(Stored dataset items)
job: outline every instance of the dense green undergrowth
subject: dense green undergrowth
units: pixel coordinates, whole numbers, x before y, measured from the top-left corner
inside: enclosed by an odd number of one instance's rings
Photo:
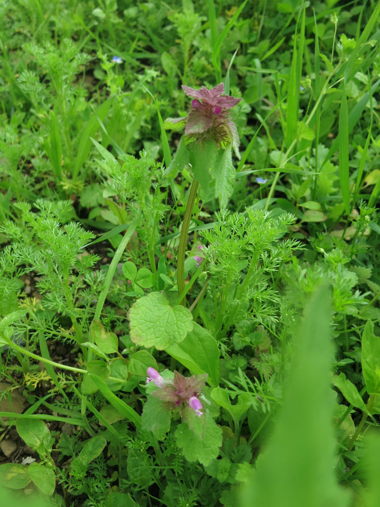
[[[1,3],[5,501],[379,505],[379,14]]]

---

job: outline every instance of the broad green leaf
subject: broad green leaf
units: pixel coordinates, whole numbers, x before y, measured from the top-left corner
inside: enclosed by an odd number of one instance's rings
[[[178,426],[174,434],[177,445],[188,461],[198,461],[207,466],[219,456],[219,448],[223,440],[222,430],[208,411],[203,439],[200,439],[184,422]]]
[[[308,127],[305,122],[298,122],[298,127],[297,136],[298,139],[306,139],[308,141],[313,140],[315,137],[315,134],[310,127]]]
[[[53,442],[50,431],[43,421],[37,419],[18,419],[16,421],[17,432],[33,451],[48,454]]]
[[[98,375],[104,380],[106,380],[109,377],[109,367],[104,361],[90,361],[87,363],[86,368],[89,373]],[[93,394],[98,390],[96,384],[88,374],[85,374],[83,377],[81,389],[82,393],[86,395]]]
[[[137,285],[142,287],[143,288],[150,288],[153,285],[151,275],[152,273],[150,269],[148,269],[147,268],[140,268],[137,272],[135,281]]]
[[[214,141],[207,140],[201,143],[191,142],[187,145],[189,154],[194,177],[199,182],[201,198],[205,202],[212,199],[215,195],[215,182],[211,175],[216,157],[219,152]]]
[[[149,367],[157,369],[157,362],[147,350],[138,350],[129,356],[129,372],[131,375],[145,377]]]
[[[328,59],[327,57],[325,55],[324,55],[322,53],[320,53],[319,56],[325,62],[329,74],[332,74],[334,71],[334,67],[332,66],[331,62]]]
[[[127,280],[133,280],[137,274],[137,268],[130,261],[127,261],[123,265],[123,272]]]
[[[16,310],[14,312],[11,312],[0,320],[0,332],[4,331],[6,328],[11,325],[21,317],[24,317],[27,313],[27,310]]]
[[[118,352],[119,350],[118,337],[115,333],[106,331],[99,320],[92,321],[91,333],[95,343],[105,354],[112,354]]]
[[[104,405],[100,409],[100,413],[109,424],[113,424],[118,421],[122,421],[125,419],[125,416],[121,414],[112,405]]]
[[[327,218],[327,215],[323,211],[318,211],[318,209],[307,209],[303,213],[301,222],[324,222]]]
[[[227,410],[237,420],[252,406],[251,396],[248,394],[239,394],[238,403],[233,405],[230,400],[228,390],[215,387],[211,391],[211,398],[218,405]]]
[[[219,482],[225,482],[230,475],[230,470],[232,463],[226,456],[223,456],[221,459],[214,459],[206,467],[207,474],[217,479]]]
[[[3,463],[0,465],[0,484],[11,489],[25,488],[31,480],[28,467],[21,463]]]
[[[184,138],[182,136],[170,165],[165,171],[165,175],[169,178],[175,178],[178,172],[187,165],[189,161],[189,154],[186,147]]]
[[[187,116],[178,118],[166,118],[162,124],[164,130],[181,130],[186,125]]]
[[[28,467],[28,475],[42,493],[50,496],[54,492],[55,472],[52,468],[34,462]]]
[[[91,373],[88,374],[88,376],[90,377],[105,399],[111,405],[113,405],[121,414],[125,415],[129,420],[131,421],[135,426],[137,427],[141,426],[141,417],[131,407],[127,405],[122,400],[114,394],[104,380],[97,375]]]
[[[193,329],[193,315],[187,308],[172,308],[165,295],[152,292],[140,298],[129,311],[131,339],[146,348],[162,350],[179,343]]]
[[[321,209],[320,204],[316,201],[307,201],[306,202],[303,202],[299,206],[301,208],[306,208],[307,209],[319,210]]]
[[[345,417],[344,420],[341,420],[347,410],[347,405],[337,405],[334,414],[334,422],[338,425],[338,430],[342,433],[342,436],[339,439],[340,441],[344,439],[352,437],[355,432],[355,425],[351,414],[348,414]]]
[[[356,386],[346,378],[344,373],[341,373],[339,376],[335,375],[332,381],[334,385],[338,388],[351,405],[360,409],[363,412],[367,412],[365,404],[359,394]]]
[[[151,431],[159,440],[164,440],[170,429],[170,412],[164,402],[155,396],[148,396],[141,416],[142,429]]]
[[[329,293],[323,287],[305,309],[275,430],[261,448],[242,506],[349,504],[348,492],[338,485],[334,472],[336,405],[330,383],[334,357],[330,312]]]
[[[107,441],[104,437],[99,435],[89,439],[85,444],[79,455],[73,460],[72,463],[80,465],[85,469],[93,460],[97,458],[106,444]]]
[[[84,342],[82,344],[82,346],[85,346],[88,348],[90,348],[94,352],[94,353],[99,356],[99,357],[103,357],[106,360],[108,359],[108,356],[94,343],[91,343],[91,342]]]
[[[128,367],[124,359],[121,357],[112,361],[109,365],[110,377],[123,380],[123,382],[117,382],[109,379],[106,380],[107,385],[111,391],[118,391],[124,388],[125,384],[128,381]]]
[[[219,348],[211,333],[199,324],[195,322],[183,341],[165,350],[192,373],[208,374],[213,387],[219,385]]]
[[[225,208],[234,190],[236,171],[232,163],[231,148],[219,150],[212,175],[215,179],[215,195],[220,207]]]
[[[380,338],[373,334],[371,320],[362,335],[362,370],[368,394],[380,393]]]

## Exercise requirements
Recast the material starting at the line containing "job: outline every instance of the dense" and ending at the line containing "[[[1,3],[5,501],[379,505],[379,14]]]" as a two-column CSV with the columns request and response, one row per request. Put each request's text and its answer in a single quoted field with line breaks replaced by spaces, and leave out the pictures.

## Output of the task
request,response
"job: outline every instance of the dense green undergrowth subject: dense green undergrowth units: pixel coordinates, whole numbers, x before y, measured from the top-left corner inside: enclosed by an odd number of one instance's rings Photo:","[[[1,3],[5,501],[379,505],[379,14]]]"